### WORK TO DO
Return every line of the material below unchanged and in its original order.

─── DATA SHOWN

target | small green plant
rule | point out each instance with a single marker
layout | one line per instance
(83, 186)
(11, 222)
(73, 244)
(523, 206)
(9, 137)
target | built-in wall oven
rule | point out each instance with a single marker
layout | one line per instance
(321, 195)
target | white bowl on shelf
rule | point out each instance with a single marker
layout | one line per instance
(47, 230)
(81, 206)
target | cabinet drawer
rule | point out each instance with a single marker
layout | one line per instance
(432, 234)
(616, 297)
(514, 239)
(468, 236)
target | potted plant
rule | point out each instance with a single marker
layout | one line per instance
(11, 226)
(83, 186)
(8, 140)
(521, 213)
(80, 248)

──────

### FINAL ANSWER
target | small green plant
rule | point out each instance with a single marker
layout | one line per instance
(83, 186)
(11, 222)
(73, 244)
(523, 206)
(9, 137)
target | built-in wall oven
rule | point out each instance with a single marker
layout | one line per instance
(321, 195)
target | white bowl on shelf
rule | point out each instance with a single marker
layout | one line per instance
(47, 230)
(81, 206)
target | cabinet drawer
rule | point out each instance with a single marker
layout | one line per instance
(432, 234)
(616, 297)
(514, 239)
(468, 236)
target | potted plant
rule | point out each instance with a single marker
layout | one line per instance
(11, 226)
(83, 186)
(8, 140)
(521, 213)
(80, 248)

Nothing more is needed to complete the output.